## STATED EXERCISE 1
Rewrite the part of the Fire HD 8.9 forum thread that opens with the words containing "Web browsing is" and closes with "probably be fine.", replacing "frugal" with "thrifty".
## STATED EXERCISE 2
Extend the Fire HD 8.9 forum thread from the point where it stops.

## SOURCE TEXT
# Fire HD 8.9 as a tablet apart from Amazon content



## Broadus (Nov 29, 2010)

I've been in the market for a tablet for a good while, and the specs and price of the coming Fire HD 8.9 are really attractive. However, I don't envision watching movies and such on one, just other "typical" tablet things: reading ebooks, web, email, etc.

How might the Fire HD stack up against Google and iPad tablets strictly as a tablet? I guess my greatest concern is whether there are enough Fire HD apps to satisfy my needs. I've looked on the Amazon site but haven't decided about that yet.

Price-wise, though, there's no comparison. For 32GB tablets, the Fire HD 8.9 is $369, the Google Nexus 10 is $499, and the iPad 4 is $599.


----------



## Ann in Arlington (Oct 27, 2008)

Sounds like you know what you're looking for so I'm not sure how we can help, exactly.

I think there are plenty of apps in the Amazon store, and you can get them as well from third party sites like 1Mobile. Amazon also has a "Free App of the Day" -- if you already have an android device you can start collecting them. 

Amazon has, arguably, the best selection of ebooks -- and you can load other readers as well so as to use books in other formats.

I have had fine success with email. . . but I'm not a power user.  Still, the ability to add a bluetooth keyboard helps.

Web browsing is better on a larger screen, just because you don't need to do as much zooming, but it works well on the HD7 so the HD8.9 should be even better.  I've already ordered one and I'm looking forward to getting it.


----------



## Broadus (Nov 29, 2010)

Thanks, Ann. I have a good idea what I want, but I'm trying to determine what tablet can satisfy both that idea and my very frugal heart.   I know the iPad will do all I want and much more but at a price. It may be a price I have to pay. iOS has all the apps I want, including a couple of songbook apps such as OnSong and unrealBook, apps which neither Google Play nor Amazon have. Other that these and perhaps a couple other apps, Android would probably be fine.

The Fire HD is promoted as portal into Amazon's digital products, and that's great. I'm just trying to determine how well the Fire HD stands against other tablets strictly as a tablet with the apps available for it. Part of the difficulty, of course, is that the 8.9 hasn't been released and reviewed, but that will happen in a few weeks.


----------



## Ann in Arlington (Oct 27, 2008)

## LISTED RECORDS
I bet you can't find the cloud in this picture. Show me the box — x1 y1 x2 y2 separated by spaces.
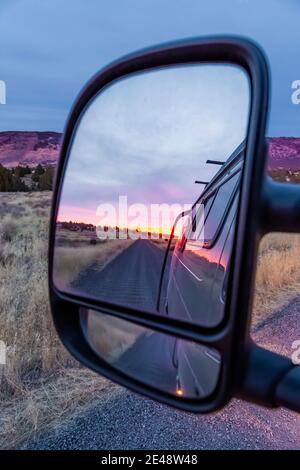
58 65 250 223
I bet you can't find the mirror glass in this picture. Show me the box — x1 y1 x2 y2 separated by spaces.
53 64 251 327
81 308 221 399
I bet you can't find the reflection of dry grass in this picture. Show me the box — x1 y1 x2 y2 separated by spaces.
54 240 132 288
87 310 145 363
0 192 108 448
252 233 300 325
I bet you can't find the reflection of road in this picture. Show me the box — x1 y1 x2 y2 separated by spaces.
23 297 300 450
114 332 220 398
114 332 177 393
72 240 165 311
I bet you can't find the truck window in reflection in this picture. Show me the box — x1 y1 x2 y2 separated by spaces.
161 156 242 327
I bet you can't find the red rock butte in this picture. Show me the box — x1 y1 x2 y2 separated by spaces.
0 131 300 171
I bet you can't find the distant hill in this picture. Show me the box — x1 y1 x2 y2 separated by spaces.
0 132 62 168
0 132 300 171
268 137 300 171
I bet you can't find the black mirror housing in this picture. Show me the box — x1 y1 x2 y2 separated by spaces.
49 37 298 413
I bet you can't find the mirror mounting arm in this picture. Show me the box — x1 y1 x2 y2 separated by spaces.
260 177 300 235
236 342 300 412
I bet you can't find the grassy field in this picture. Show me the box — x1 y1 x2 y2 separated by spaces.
0 192 300 448
0 192 112 448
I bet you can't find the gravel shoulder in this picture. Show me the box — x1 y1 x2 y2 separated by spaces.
22 296 300 450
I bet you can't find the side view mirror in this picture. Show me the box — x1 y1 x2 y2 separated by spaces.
49 38 300 413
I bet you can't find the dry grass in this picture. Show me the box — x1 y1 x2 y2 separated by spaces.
0 193 112 448
0 192 300 448
86 310 146 363
252 233 300 325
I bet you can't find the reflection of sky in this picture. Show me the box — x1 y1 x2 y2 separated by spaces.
59 65 249 229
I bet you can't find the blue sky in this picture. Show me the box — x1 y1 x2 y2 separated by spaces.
0 0 300 136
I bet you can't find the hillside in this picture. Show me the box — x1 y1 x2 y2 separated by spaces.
0 132 61 168
0 132 300 172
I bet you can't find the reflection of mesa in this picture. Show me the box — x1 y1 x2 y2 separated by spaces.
0 80 6 104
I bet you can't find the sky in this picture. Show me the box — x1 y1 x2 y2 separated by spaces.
58 65 250 229
0 0 300 136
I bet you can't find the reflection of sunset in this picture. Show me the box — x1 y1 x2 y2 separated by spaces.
57 204 182 238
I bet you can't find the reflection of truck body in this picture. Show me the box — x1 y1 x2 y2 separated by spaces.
167 144 244 397
167 146 243 327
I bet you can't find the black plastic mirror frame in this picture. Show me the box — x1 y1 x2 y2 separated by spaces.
49 37 269 413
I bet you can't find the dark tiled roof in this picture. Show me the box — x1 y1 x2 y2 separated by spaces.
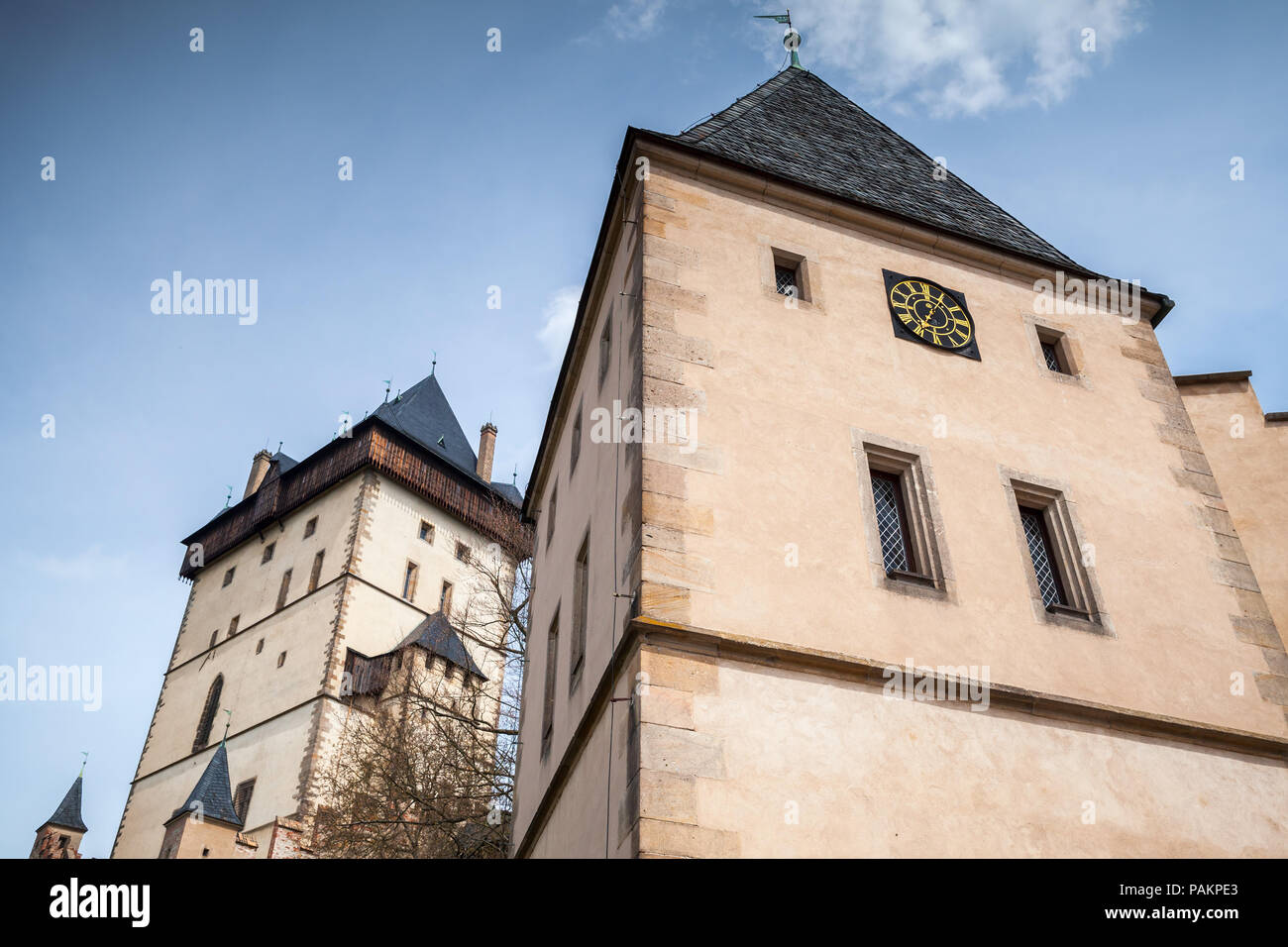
394 612 486 678
373 374 478 479
654 68 1082 270
47 776 89 832
170 743 242 826
490 480 523 506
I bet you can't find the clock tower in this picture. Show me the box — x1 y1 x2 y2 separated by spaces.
514 56 1288 857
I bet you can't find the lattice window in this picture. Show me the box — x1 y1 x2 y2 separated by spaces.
1042 342 1065 374
774 263 800 296
872 472 912 573
1020 506 1068 605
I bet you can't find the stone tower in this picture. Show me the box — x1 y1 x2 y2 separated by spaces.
112 374 520 858
514 64 1288 857
29 767 89 858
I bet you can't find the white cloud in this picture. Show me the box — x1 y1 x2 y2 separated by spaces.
537 286 581 365
770 0 1143 117
604 0 666 40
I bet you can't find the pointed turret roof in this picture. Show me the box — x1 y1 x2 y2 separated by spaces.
46 776 89 832
653 67 1083 270
394 611 486 678
170 743 242 826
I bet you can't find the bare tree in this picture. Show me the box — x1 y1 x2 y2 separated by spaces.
312 518 532 858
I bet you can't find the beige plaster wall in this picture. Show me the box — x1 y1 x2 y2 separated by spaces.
675 652 1288 858
1180 380 1288 641
515 178 641 854
641 162 1288 736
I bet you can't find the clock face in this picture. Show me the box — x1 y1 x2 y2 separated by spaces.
884 270 979 360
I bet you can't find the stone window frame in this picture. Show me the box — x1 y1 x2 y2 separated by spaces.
999 466 1117 638
756 236 823 312
850 428 957 601
1024 313 1091 390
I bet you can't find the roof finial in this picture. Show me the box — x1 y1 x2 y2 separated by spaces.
756 9 804 69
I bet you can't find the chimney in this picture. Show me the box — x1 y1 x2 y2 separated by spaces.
474 421 496 483
242 451 273 500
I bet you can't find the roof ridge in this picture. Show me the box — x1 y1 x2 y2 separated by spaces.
678 65 804 142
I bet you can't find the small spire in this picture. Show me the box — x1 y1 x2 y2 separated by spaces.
755 9 804 69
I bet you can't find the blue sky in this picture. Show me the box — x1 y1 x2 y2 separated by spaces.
0 0 1288 857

## EXPECTED OUTPUT 1
Web browsing is better on a larger screen, just because you don't need to do as much zooming, but it works well on the HD7 so the HD8.9 should be even better.  I've already ordered one and I'm looking forward to getting it.


----------



## Broadus (Nov 29, 2010)

Thanks, Ann. I have a good idea what I want, but I'm trying to determine what tablet can satisfy both that idea and my very thrifty heart.   I know the iPad will do all I want and much more but at a price. It may be a price I have to pay. iOS has all the apps I want, including a couple of songbook apps such as OnSong and unrealBook, apps which neither Google Play nor Amazon have. Other that these and perhaps a couple other apps, Android would probably be fine.

## EXPECTED OUTPUT 2
Well, as to apps, it seems to me that comparing 200,000 to 500,000 to 700,000 isn't very meaningful.  The better question is: are the apps you need or want available and at what price.  OR, are you already invested in apps in one flavor that either aren't available in the other flavor, or would cost too much.  And if the answer is that Apple has what you need, then you should probably save up for an iPad.  If you don't you'll always be slightly disappointed, even though you spent less money.


----------



## Betsy the Quilter (Oct 27, 2008)

Broadus said:


> iOS has all the apps I want, including a couple of songbook apps such as OnSong and unrealBook, apps which neither Google Play nor Amazon have. Other that these and perhaps a couple other apps, Android would probably be fine.


You might contact the developers of the apps you want to see if they are planning to do an Android and/or Fire version of their app... If they are, that could factor into your decision.

Betsy


----------



## Jesslyn (Oct 29, 2008)

If you don't care about the Amazon ecosystem, but love the size (that is my situation), you might want to look at getting a refurbished or gently used Samsung Galaxy Tab 8.9.  That's what I'm using right now even though I ordered the 8.9" Kindle.  I am thinking of moving towards the Amazon ecosystem and fell in love with the size.  I have owned 7", 8.9" and 10" tablets and 8.9 is my 'sweet spot'.


----------



## Xopher (May 14, 2009)

If you're not going to use Amazon's content, you might be better off with a full Android experience. One of the things that has bothered me about the Fire and Fire HD is only having the stock keyboard. Having keyboard options (like Swype, SwiftKey, FlexT9, Thumb Keyboard...) can really make the tablet experience more enjoyable.

One of the benefits of the 8.9" Fire HD is the wireless data option. Being able to sign up for a year of data at such a low price is something that other tablets with 3G/4G won't be able to touch (during the first year).


----------



## Jesslyn (Oct 29, 2008)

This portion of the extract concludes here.